= Bounding box annotation items =
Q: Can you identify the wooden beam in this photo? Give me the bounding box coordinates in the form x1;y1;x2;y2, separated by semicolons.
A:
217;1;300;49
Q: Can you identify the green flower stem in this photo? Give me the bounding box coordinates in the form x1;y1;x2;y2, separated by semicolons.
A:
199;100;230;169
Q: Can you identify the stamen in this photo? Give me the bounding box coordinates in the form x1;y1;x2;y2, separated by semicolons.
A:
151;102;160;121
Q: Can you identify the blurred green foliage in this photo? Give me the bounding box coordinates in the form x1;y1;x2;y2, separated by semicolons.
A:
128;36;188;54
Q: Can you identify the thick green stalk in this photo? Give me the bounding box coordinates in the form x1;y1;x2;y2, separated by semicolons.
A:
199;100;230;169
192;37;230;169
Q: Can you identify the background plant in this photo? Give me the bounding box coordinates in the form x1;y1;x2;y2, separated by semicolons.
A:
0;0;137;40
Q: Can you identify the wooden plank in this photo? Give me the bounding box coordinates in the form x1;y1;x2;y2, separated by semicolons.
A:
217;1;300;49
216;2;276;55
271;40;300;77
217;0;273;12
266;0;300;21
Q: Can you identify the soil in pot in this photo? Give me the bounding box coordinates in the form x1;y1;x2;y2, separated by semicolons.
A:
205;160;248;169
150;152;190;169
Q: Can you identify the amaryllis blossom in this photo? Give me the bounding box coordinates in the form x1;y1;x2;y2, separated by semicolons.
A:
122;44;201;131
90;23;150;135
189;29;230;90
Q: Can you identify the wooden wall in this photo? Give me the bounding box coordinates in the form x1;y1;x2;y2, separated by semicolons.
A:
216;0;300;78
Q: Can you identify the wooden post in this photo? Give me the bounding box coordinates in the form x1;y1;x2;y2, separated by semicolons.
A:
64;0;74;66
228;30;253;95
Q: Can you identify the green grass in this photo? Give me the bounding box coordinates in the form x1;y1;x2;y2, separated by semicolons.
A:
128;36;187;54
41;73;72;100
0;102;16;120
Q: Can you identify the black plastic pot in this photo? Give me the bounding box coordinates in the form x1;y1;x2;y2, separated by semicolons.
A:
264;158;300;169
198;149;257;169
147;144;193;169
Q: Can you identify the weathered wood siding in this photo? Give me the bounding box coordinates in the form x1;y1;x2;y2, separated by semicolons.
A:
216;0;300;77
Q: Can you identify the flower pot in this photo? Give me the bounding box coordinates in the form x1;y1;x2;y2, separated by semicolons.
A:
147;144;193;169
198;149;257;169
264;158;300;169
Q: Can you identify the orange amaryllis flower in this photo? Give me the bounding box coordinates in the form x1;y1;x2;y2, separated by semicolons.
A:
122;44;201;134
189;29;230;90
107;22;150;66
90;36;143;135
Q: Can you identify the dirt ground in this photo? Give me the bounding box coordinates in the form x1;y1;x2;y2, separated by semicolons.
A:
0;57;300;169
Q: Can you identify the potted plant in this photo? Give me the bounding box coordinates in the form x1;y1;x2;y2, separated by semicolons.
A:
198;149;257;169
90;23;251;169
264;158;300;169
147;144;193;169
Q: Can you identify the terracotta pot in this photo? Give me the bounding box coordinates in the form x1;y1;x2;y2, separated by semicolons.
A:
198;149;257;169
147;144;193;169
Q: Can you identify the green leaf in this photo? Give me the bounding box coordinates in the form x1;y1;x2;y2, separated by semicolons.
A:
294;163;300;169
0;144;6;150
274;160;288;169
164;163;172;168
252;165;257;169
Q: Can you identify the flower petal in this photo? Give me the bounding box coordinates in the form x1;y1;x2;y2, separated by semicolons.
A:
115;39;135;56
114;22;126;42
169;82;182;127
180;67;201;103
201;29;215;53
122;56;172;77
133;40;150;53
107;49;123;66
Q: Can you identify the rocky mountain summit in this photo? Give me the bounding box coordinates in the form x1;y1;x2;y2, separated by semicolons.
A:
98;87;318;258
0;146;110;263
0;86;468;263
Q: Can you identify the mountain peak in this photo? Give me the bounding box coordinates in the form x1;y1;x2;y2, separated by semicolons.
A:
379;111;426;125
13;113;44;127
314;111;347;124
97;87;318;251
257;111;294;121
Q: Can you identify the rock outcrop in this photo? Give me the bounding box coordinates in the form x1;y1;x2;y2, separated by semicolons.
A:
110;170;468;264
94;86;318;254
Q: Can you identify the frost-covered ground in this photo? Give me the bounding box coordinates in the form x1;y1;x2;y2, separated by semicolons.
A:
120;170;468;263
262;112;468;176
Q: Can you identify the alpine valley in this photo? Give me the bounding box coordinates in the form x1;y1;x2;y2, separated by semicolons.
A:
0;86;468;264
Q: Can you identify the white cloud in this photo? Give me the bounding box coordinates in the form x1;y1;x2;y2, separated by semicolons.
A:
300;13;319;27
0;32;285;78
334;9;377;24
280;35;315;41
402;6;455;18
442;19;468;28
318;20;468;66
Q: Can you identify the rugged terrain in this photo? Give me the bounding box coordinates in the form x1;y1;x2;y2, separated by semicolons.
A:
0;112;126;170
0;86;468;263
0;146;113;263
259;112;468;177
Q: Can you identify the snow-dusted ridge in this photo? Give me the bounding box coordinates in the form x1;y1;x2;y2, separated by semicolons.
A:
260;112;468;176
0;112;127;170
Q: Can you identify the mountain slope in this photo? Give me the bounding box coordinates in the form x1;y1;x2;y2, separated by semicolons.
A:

* * *

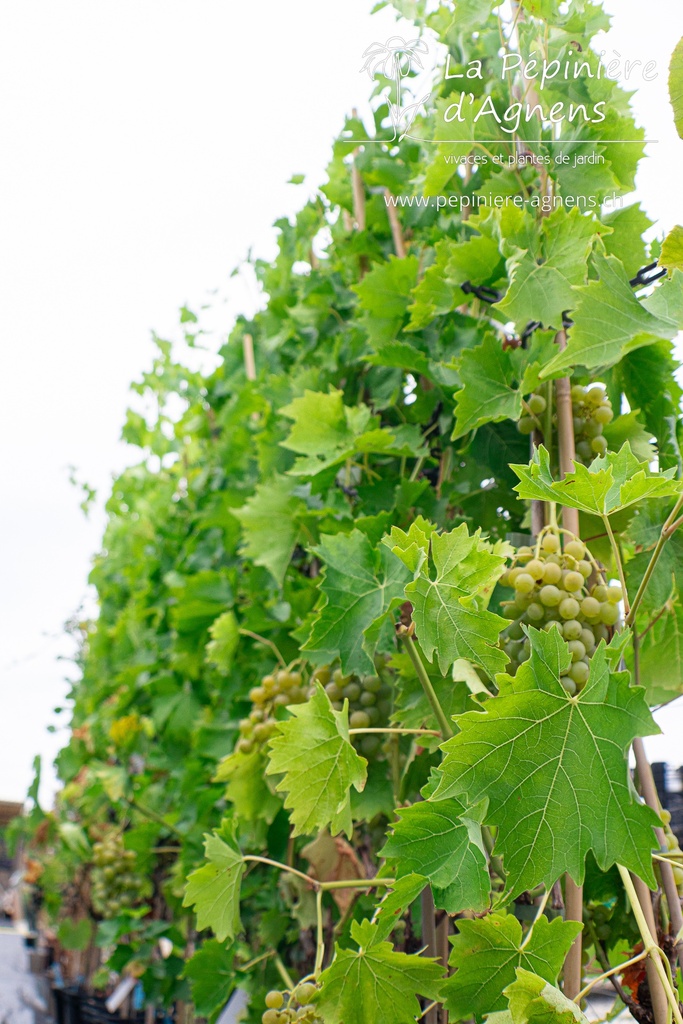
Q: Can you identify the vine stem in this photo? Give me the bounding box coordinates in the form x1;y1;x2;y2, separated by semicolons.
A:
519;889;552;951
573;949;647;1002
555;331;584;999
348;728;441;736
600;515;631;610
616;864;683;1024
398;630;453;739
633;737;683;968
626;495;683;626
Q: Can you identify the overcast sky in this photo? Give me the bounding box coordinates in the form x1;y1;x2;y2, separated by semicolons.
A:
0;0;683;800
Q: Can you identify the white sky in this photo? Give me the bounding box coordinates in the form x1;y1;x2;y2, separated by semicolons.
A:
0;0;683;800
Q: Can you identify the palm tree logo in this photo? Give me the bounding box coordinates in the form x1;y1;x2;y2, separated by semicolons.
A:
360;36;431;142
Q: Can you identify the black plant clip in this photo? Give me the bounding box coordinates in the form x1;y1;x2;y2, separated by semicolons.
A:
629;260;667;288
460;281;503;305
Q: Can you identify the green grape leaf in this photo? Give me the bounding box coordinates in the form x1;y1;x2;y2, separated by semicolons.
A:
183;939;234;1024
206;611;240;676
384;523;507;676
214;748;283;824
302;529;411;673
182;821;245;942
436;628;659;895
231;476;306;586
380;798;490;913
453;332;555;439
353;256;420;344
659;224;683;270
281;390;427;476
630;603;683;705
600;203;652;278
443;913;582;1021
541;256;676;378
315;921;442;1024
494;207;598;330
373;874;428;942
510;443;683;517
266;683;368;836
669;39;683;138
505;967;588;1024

= Given request =
Rewrite the items starting at the line that contains "Q: Can you identify the rocky" and ending at the line that contains "318;20;468;66", changing "rock outcrop" to "stone outcrop" and leaving all else as it is. Give back only those lines.

= Written answer =
Q: Can you identify the rocky mountain summit in this photo? Give me the bounding box coordinates in the form x1;y1;x2;y2, separated by semicolons.
A:
98;87;318;258
0;146;110;263
0;86;468;263
Q: Can you identify the mountain peak in this photo? Give me the bounding box coordinates in the form x1;y1;x2;y2, separated by semicolons.
A:
379;111;426;125
13;113;44;127
314;111;347;124
97;87;318;251
257;111;294;121
Q: Can you identify the stone outcrop in this photo? Give me the bounding box coordinates in the form x1;y1;x2;y2, separated by semicolons.
A:
110;170;468;264
94;86;318;254
Q: Can you identify the frost-covered ground in this photo? Give me the bounding box coordinates in the form x1;y1;x2;y2, separated by semicolons.
A:
120;170;468;263
262;112;468;176
Q: Can you identify the alpine valley in this photo? Give me the bounding box coordinates in the form x1;y1;x2;y2, separated by semicolons.
A:
0;86;468;264
Q: Can you identify the white cloud in this photo? Give me the bounding box coordinates in the form x1;y1;x2;y2, separated by semicolons.
A:
300;13;319;27
0;32;285;78
334;9;377;24
280;35;315;41
402;6;455;18
442;19;468;28
318;20;468;66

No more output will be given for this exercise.